MATERIAL PROVIDED:
--------------------

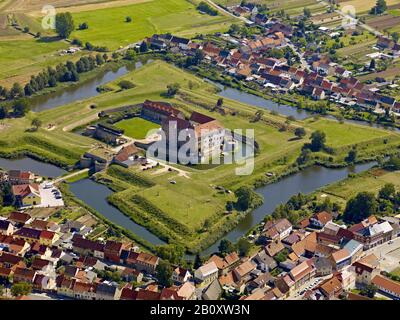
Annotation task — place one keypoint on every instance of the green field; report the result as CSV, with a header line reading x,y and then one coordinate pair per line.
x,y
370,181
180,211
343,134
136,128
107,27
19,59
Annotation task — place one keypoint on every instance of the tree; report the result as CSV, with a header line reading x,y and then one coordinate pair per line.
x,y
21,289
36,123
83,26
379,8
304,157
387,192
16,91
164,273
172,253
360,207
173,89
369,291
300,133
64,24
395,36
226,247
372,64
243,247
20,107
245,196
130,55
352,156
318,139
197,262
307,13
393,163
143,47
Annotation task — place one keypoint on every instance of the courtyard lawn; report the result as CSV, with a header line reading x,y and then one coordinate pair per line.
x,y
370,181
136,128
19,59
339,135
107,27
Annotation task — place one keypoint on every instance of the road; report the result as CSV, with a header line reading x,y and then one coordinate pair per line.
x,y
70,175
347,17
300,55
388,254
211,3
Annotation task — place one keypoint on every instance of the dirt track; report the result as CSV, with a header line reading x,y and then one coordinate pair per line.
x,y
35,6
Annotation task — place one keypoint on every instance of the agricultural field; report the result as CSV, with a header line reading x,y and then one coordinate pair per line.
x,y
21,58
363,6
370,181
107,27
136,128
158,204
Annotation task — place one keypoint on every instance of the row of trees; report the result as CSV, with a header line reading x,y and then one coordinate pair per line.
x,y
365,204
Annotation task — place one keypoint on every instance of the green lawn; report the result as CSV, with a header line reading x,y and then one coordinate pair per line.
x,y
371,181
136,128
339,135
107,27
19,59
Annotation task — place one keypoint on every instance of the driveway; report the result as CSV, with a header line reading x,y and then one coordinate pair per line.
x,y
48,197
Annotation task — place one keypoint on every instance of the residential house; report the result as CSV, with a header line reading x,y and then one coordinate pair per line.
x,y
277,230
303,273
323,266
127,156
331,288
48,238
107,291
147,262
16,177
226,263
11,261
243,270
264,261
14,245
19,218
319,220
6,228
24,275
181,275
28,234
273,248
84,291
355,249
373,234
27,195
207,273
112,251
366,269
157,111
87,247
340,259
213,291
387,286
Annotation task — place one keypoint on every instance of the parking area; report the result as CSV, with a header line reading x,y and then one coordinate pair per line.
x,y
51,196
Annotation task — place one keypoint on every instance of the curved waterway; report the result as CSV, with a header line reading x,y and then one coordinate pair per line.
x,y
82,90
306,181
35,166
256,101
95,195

--------------------

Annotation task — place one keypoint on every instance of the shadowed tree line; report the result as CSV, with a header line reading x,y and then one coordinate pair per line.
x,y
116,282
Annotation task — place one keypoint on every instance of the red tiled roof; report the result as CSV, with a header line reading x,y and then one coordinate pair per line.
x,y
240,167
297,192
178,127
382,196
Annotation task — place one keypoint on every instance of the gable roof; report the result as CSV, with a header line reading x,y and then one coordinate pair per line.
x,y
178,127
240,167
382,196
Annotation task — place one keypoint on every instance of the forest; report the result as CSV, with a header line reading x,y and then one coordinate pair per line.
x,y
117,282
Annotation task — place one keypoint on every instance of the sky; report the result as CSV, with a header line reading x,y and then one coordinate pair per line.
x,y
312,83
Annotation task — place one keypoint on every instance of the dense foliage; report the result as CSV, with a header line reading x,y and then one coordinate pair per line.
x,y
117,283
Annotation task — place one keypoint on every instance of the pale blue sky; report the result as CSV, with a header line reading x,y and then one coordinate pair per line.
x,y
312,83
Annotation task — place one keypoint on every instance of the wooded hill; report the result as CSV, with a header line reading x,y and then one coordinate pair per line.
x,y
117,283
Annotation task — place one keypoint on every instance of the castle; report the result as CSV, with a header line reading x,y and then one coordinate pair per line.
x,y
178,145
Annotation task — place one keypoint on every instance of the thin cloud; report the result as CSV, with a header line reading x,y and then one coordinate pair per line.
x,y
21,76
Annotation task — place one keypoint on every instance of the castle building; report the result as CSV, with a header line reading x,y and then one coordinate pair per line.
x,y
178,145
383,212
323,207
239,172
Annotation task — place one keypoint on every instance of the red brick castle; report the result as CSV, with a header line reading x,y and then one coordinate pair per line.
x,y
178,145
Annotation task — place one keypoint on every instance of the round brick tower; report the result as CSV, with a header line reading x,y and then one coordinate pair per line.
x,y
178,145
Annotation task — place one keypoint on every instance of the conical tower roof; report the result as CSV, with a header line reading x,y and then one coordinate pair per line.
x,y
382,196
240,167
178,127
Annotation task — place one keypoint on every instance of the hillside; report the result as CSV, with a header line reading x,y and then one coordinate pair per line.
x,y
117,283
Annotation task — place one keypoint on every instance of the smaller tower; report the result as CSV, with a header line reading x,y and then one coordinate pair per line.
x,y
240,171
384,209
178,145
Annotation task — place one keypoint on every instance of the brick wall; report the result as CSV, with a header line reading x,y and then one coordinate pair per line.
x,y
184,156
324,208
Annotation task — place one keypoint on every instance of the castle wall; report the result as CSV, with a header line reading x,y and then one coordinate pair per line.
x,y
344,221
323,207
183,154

--------------------

DO THIS: Please gather every line of the rows above that contains the string "trees" and copy each of those lines in full.

TASK OUTPUT:
Annotation task — place one keypoint on every instance of the row of trees; report the result as CSV, with a header line reading x,y and then one coordinate pair per line.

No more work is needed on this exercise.